→ **Excerpts from a location annotation dataset**

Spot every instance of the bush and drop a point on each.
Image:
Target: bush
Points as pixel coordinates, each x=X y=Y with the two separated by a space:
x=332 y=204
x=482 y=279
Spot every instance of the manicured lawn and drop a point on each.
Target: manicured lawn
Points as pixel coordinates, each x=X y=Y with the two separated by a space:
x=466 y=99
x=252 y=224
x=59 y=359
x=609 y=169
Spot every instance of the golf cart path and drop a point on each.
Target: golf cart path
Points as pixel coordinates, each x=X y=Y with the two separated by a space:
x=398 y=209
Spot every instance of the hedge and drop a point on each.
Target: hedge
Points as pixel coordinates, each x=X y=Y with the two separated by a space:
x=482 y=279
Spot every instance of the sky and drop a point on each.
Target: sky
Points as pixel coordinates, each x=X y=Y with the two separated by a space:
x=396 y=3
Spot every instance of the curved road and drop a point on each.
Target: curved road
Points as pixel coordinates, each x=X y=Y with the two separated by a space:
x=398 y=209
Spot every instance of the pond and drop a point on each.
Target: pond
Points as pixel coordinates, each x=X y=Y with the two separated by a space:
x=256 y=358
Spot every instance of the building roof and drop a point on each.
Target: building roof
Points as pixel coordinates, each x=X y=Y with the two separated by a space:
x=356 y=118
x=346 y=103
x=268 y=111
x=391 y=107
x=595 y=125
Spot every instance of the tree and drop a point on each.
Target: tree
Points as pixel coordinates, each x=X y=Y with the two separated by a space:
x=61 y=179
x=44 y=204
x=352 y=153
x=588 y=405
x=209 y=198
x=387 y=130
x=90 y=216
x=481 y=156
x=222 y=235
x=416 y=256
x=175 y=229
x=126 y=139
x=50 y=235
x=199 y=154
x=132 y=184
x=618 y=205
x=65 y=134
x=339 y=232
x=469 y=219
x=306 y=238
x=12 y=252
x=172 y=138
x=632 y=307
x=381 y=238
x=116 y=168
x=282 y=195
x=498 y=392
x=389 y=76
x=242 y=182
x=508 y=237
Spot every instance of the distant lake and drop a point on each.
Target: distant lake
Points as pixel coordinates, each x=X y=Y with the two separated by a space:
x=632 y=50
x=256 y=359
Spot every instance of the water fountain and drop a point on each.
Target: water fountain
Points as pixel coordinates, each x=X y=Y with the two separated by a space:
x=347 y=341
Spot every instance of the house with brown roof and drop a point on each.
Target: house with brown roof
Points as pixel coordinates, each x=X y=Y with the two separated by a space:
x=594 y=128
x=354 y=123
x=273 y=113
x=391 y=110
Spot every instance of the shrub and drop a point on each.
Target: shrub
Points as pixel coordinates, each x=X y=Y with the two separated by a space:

→ **Goal of the exercise**
Render each line of the rows above as a JSON list of strings, one string per line, skipping any blank lines.

→ **Answer for the task**
[
  "Spot every instance of the bush and drop a point on each.",
  "Image:",
  "Target: bush",
  "Points as pixel coordinates, each x=X y=Y with the two separated by a space:",
  "x=332 y=204",
  "x=482 y=279",
  "Spot every instance of the manicured lawn and drop a point on each.",
  "Target: manicured lawn",
  "Points as pixel coordinates, each x=X y=Y with the two separated by a space:",
  "x=466 y=99",
  "x=252 y=224",
  "x=59 y=359",
  "x=609 y=169",
  "Spot every instance of the golf cart path and drop a point on each.",
  "Target: golf cart path",
  "Points as pixel coordinates, each x=X y=Y with the two separated by a space:",
  "x=398 y=209",
  "Spot every instance of the hedge and drop a point on each.",
  "Target: hedge",
  "Points as pixel coordinates, each x=X y=Y with the two separated by a space:",
  "x=482 y=279",
  "Spot every instance of the sky and drop a point on each.",
  "Target: sky",
  "Points as pixel coordinates, each x=X y=Y with the two separated by a space:",
  "x=396 y=3",
  "Spot every instance of the curved road and drop a point on each.",
  "Target: curved road",
  "Points as pixel coordinates, each x=X y=Y with the two separated by a space:",
  "x=398 y=209",
  "Spot every instance of the pond and drop a point on each.",
  "Target: pond",
  "Points as pixel coordinates, each x=X y=Y with the two separated by a space:",
  "x=256 y=358",
  "Spot every instance of the building roof and drop a point on each.",
  "Target: building roof",
  "Points as pixel coordinates, each x=X y=Y with the two separated by a space:",
  "x=356 y=118",
  "x=346 y=103",
  "x=268 y=111",
  "x=391 y=107",
  "x=595 y=125",
  "Spot every instance of the tree and drop a point on each.",
  "Target: tree",
  "Points as pixel coordinates, each x=X y=Y with the two separated by a space:",
  "x=61 y=179",
  "x=44 y=204",
  "x=352 y=153",
  "x=588 y=405",
  "x=209 y=198",
  "x=387 y=130",
  "x=90 y=216",
  "x=481 y=156",
  "x=222 y=235",
  "x=416 y=256",
  "x=175 y=229",
  "x=126 y=139",
  "x=50 y=235",
  "x=199 y=154",
  "x=132 y=184",
  "x=618 y=205",
  "x=65 y=134",
  "x=339 y=232",
  "x=469 y=219",
  "x=306 y=238",
  "x=12 y=252",
  "x=172 y=138",
  "x=632 y=307",
  "x=381 y=238",
  "x=116 y=168",
  "x=282 y=195",
  "x=498 y=392",
  "x=389 y=76",
  "x=242 y=182",
  "x=508 y=237",
  "Spot every instance of the distant lake and drop a point on each.",
  "Target: distant lake",
  "Points as pixel coordinates, each x=X y=Y with the two separated by a space:",
  "x=632 y=50",
  "x=256 y=359",
  "Spot every instance of the water fountain and drop a point on each.",
  "Target: water fountain",
  "Points as pixel coordinates, each x=X y=Y with the two separated by a space:",
  "x=347 y=341",
  "Spot every instance of the house with brown roof and drop a point on each.",
  "Target: house with brown roof",
  "Points as pixel coordinates, each x=X y=Y with the two separated by a space:",
  "x=594 y=128",
  "x=354 y=123",
  "x=273 y=113",
  "x=391 y=110",
  "Spot every instance of the shrub and drop a point on each.",
  "Target: shrub",
  "Points as pixel coordinates, each x=X y=Y with the two separated by a space:"
]